◆ **Set tasks**:
#1 Decide whether each statement agrees with the post on evolving distributed systems, answering yes or no and quoting the deciding words of the post. (a) The author prefers to speak of "a system of systems." (b) The author says that smaller systems usually mean fewer systems to deal with. (c) The author has always liked the term "microservices."
#2 In the post on evolving distributed systems, what two kinds of effect of contracts was the author's discussion about?
#3 Continue the post on evolving distributed systems after its final sentence.

◆ **Document passage**:
......
Evolving Distributed Systems

October 9th, 2016

I’ve recently been pulled into a discussion about the effect of contracts in distributed systems both technically and regarding team communication. As usual, 140 characters are quite a limitation for reasonable discussion I thought I’d summarize my ideas here.

Where do we come from?

Let’s get the elephant out of the room: everyone is talking about microservices these days. Just like so many others, I’ve never been a fan of the term, as it implies a focus on size and small. While there are definitely advantages to smaller — but that raises the question: “Smaller than what?” We need to come up with a proper context. Assuming we’re about to ship the same amount of functionality, the smaller the systems, the more of them we usually have to deal with. That in turn creates new and most certainly different challenges — both organizationally and from a systems architecture point of view.

I usually prefer to speak of “a system of systems”. I don’t care much about size for the sake of size if a system meets its functional and non-functional requirements. It’s interesting to observe people assuming a system on the one side of the size spectrum (i.e. a single, monolithic application) is fundamentally flawed and problematic per se, but hardly anyone looks a the risks and negative side effects of potentially over-dividing a system.

So let’s stay with the assumption that we build a system of systems and let’s take a look of the effects on the architecture of such a division.
......
◆ **Information shown**:
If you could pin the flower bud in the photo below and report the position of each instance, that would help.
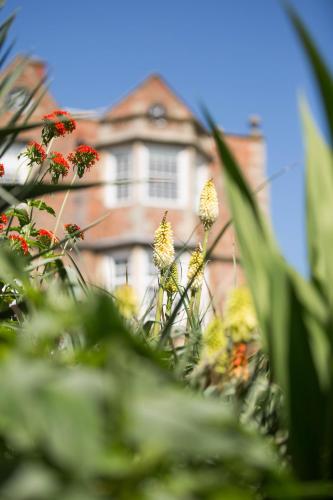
(209, 207)
(196, 269)
(163, 253)
(239, 316)
(172, 281)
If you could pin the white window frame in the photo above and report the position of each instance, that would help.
(110, 175)
(182, 176)
(110, 278)
(16, 170)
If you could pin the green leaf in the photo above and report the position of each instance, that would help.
(293, 319)
(319, 198)
(41, 205)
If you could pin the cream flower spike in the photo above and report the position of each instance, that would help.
(196, 269)
(163, 253)
(172, 281)
(209, 206)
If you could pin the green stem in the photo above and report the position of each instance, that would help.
(62, 209)
(196, 306)
(159, 305)
(189, 322)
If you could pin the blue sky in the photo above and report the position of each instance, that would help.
(239, 57)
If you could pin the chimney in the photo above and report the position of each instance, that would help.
(255, 125)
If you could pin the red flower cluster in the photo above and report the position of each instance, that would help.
(58, 166)
(23, 245)
(57, 124)
(35, 153)
(45, 237)
(83, 157)
(72, 230)
(3, 221)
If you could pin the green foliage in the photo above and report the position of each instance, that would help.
(92, 407)
(295, 315)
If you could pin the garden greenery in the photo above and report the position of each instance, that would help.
(97, 402)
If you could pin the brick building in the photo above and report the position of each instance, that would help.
(155, 156)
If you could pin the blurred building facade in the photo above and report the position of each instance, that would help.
(155, 156)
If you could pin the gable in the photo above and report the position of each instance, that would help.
(153, 90)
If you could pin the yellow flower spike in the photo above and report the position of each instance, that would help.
(172, 281)
(127, 301)
(163, 253)
(214, 345)
(240, 319)
(209, 206)
(196, 269)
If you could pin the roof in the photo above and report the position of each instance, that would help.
(153, 90)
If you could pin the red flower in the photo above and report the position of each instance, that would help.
(58, 166)
(23, 245)
(45, 236)
(83, 157)
(57, 124)
(72, 230)
(35, 153)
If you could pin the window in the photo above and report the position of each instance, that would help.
(123, 174)
(163, 173)
(121, 270)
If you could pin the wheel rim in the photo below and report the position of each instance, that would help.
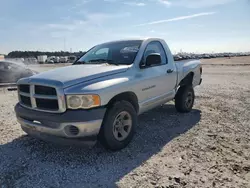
(122, 126)
(189, 100)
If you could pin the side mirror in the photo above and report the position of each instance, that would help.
(153, 59)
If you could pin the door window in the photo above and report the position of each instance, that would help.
(155, 47)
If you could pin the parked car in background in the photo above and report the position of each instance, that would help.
(30, 60)
(71, 59)
(11, 72)
(63, 59)
(42, 58)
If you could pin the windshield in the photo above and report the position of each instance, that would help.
(118, 53)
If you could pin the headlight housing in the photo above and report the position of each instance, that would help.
(83, 101)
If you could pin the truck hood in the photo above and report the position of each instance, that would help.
(75, 74)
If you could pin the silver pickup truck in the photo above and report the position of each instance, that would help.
(100, 95)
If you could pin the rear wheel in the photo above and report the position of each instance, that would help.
(184, 99)
(118, 126)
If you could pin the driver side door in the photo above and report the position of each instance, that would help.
(157, 85)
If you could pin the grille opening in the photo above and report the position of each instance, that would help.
(71, 130)
(47, 104)
(24, 88)
(25, 100)
(44, 90)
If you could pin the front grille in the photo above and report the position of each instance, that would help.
(47, 104)
(25, 100)
(45, 90)
(40, 97)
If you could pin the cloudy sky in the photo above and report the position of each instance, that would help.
(190, 25)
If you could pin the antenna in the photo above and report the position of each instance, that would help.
(64, 44)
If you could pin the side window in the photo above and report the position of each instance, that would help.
(155, 47)
(102, 53)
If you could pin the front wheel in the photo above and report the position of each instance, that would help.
(184, 99)
(118, 126)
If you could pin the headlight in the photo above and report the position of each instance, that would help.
(83, 101)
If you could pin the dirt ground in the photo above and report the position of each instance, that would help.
(209, 147)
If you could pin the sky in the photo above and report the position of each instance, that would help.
(77, 25)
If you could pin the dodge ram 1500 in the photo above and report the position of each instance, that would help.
(100, 95)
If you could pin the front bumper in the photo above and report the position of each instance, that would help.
(71, 127)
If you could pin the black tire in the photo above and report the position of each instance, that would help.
(106, 136)
(184, 94)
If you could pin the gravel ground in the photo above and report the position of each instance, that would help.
(208, 147)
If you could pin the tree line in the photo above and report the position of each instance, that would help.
(28, 54)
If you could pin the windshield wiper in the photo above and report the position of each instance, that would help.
(108, 61)
(79, 62)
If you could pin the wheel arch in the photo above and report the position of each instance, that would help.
(188, 80)
(126, 96)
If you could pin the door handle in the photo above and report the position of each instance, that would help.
(170, 70)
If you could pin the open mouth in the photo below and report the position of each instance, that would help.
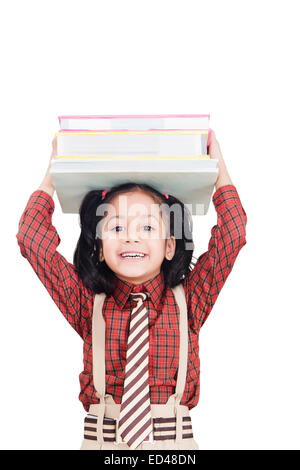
(133, 258)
......
◆ **Outputs by task**:
#1
(a) Yes: "I usually prefer to speak of “a system of systems”."
(b) No: "the smaller the systems, the more of them we usually have to deal with."
(c) No: "I’ve never been a fan of the term, as it implies a focus on size and small."

#2 The technical effect of contracts in distributed systems and their effect on team communication.

#3
Effect on inter-system communication

If a system is comprised of systems in turn, a crucial aspect of the overall architecture is if and how the individual systems communicate with each other. The approach I usually see here is that they expose APIs — usually HTTP & JSON (aka. street-REST) based — and a request they serve involves actively reaching out to other services in the system.

This approach has a couple of important effects: a user request to the overall system causes quite a few internal requests, systems calling other systems, which — without any mitigating means — causes latency to pile up. Also, a lot of API surface has to be created and maintained which usually causes the teams to slow down as changes have to be synchronized, API “versions” are created (which creates effort). More on that below.

To mitigate the former, a quick technical answer is found: communication needs to be done asynchronously and in a reactive way. Even with that in places use of HTTP and REST in general is deemed inappropriate and especially non-performant, so that “more efficient”, usually more RPC-style communication protocols are recommended. There’s a certain irony in the latter, as most usage of HTTP I usually see, follows RPC mechanisms more than it does follow REST constraints in the first place and it’s weird to see people hope to avoid getting the effects of RPC-style communication when they use HTTP RCP-style.

Are we solving the right problem?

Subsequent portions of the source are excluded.